■ **Objective**
Extract all of the entries and give them again, word for word.

■ **The data**
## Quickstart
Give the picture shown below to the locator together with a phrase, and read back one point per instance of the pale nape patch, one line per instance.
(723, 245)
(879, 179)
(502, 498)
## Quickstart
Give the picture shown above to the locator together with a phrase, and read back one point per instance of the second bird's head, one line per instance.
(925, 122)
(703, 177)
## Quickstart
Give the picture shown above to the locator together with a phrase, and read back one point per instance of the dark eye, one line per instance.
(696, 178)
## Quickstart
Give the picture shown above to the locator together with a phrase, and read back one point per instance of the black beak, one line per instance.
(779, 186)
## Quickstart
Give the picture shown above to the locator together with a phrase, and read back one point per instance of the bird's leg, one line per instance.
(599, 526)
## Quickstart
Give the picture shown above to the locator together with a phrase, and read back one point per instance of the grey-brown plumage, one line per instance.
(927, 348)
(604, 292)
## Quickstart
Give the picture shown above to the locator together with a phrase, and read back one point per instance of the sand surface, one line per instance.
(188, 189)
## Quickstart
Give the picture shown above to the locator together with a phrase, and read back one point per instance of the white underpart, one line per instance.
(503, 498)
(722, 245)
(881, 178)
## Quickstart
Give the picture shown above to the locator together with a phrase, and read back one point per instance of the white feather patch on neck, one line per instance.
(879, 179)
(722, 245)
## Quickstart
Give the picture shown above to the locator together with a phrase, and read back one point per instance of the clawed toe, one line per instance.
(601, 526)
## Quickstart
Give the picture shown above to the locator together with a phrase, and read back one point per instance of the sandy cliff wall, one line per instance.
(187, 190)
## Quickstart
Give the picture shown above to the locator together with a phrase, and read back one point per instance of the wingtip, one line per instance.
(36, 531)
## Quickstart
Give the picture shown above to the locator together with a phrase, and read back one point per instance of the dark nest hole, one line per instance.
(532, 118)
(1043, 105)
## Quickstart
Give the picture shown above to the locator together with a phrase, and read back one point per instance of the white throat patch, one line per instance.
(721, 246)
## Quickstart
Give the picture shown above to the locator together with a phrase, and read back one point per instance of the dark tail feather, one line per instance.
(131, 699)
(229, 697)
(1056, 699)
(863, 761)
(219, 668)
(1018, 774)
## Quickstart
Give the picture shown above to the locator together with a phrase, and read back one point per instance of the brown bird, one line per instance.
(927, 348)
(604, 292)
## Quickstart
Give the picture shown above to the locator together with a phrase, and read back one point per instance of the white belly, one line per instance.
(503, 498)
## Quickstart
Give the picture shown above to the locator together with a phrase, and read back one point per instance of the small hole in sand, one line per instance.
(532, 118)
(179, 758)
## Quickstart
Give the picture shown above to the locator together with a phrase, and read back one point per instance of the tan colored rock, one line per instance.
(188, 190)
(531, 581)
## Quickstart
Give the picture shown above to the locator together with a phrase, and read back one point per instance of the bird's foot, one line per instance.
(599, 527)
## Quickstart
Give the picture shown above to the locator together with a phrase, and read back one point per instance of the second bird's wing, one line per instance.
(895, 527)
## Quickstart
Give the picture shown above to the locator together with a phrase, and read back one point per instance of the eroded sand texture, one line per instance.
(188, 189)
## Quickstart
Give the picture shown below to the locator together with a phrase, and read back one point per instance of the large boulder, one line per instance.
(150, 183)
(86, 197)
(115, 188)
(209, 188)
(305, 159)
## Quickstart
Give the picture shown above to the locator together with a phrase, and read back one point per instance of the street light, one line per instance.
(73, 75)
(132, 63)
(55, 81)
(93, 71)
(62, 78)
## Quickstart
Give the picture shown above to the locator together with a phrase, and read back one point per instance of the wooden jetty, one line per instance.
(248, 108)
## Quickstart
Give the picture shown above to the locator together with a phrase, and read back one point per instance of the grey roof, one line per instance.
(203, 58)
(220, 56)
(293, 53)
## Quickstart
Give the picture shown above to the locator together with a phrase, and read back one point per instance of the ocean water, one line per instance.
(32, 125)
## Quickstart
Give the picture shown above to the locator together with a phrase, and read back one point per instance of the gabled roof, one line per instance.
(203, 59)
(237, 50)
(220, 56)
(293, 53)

■ **Written answer**
## Quickstart
Give the picture shown below to the locator together with a phrase, and read back one point per instance of the pale nape patch, one line per instance.
(723, 245)
(879, 179)
(502, 498)
## Quickstart
Give the picture shown above to the locator together with a phrase, and read back one point per instance of the second bird's head, one line per instance.
(925, 122)
(703, 177)
## Quickstart
Give the picture shown above to the locator together with a phrase, and read back one point per instance of the dark eye, one line per instance.
(696, 178)
## Quickstart
Give the picture shown above to the locator together with a phrase, and read back one point per instance of the black beak, one line per instance.
(779, 186)
## Quickstart
Give the picture shown above to the locator together with a phrase, and read back one point per instance of the bird's leg, one line per instance.
(599, 526)
## Quickstart
Give the picture shown above to the locator together with a phrase, and read back one point per instance of the grey-brown plumage, one line per instance.
(927, 348)
(604, 292)
## Quickstart
Give the picture shown above to the locator together with a phrase, and read back one point per instance of the sand surface, one line per instance.
(188, 189)
## Quickstart
Give the picture shown above to the locator together with a phrase, and read back one point per instance of the white underpart, one line per instance.
(503, 498)
(722, 245)
(881, 178)
## Quickstart
Give the picture shown above to the locator together with a phrase, and read back one point per instance of the white feather patch on neck, one line per instance.
(879, 179)
(722, 245)
## Quickstart
Give the picture shown above to the locator together with a phrase, and read back one point per instance of the clawed toe, one line per instance.
(601, 526)
## Quickstart
Give the picture shown above to the locator together with a phrase, and read back one point per instance of the sandy cliff wall, one line per instance.
(187, 190)
## Quickstart
Give the picture shown above to the locator together with a phrase, and read back one point per instance of the wingtip, one line per instance.
(36, 531)
## Quickstart
Give the picture shown above to the locator together with a phrase, and read back one point per instance of the dark nest hole, one line per instance.
(532, 118)
(1043, 105)
## Quickstart
Give the picture shown above to the locator together with a phrase, and read back one point per instance of the white throat patch, one line per instance.
(721, 246)
## Quickstart
Give the picture shown above to the locator together with a phrase, and read back one point per instance of the dark tail feather, one line per instance.
(131, 699)
(229, 697)
(1056, 699)
(863, 761)
(219, 668)
(1018, 774)
## Quickstart
Give the picture shown above to the locator together with a phrase, and read back one point per instance of the brown bird, one line per instance.
(927, 348)
(604, 292)
## Quickstart
Give the picture shown above to the locator together with a phrase, and read back one point per instance of the white belly, one line per instance.
(503, 498)
## Quickstart
Give the picture shown above to the locator together with a phrase, and read back one point per instance of the small hole in sand, one line per instance.
(532, 118)
(179, 758)
## Quickstart
Give the picture shown above to the locator together with a phrase, and read back one point per instance of the tan colored rock, one line per instance.
(188, 190)
(531, 581)
## Quickstart
Give the picture shown above to the locator together with a phrase, and read back one point per instance of the bird's foot, one line per instance.
(599, 527)
## Quickstart
Give the picture shown above to the locator together with a phrase, and read back one point per instance of the second bird's wing, one line per instance.
(895, 527)
## Quickstart
Give the picture shown above to the locator together with a phrase, and read back one point per instance of the eroded sand texture, one line per instance.
(188, 189)
## Quickstart
Give the picture shown below to the locator together with a phrase, and read back one point per instance of the large boulder, one line per instance.
(150, 183)
(86, 197)
(115, 188)
(209, 188)
(305, 159)
## Quickstart
Give the picture shown above to the locator together with a phrase, and read back one point per instance of the street light, one line per instance.
(73, 75)
(132, 63)
(55, 81)
(93, 71)
(62, 78)
## Quickstart
Give the picture shown above to the locator together with a phrase, and read back one point per instance of the wooden jetty, one line per instance.
(248, 108)
## Quickstart
Give the picture shown above to the locator together with a phrase, and read back one point per instance of the grey roof, one line per instance.
(203, 58)
(220, 56)
(293, 53)
## Quickstart
Give the picture shown above to the locator together with a phrase, and read back one point per instance of the ocean water, one line per instance.
(32, 125)
## Quickstart
Give the picture shown above to the locator together with a phrase, and read back one point per instance of the gabled roof, one line per instance.
(203, 59)
(237, 50)
(220, 56)
(293, 53)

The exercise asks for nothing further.